- [Data records]:
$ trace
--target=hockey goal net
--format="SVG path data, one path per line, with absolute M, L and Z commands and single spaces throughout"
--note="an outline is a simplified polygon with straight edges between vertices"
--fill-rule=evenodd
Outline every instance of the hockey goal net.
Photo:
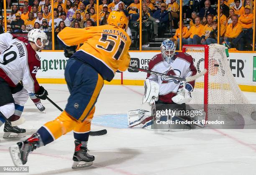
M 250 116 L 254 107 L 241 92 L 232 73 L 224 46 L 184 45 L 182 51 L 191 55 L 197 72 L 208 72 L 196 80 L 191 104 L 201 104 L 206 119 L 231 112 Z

- [Task to carry out]:
Recast every line of the listing above as a numbered list, skipping blank lines and leaving out the pictures.

- [Completed exercise]:
1. $ trace
2. --target=hockey goal net
3. --format="SVG path data, one path per line, with absolute M, L and Z commands and single spaces throughout"
4. --note="an outline is a simplified polygon with straight edges between vertices"
5. --fill-rule=evenodd
6. Outline every instance of the hockey goal net.
7. Photo:
8. M 250 116 L 254 107 L 241 92 L 232 73 L 224 46 L 184 45 L 182 51 L 191 55 L 197 72 L 208 72 L 196 80 L 191 104 L 201 104 L 206 119 L 231 112 Z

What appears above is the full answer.